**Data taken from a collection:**
============================================================
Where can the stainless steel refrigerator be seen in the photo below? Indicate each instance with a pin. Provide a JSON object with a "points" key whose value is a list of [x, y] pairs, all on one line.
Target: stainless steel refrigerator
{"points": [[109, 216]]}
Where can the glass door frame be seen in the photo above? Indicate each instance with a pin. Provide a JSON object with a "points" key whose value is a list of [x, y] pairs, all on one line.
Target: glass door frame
============================================================
**Given task:** Could you express every line of the data above as a JSON list of strings, one string per line, with blank lines left out?

**Final result:**
[
  "Where can the stainless steel refrigerator be seen in the photo below? Indicate each instance with a pin. Provide a JSON object with a \"points\" key whose value is a list of [x, y] pairs, all on one line.",
  "Target: stainless steel refrigerator",
  "{\"points\": [[109, 216]]}",
  "Where can the glass door frame be seen in the photo above? Indicate each instance with a pin. Provide a JSON object with a \"points\" key whose value is a list of [x, y] pairs, all on one line.",
  "Target: glass door frame"
]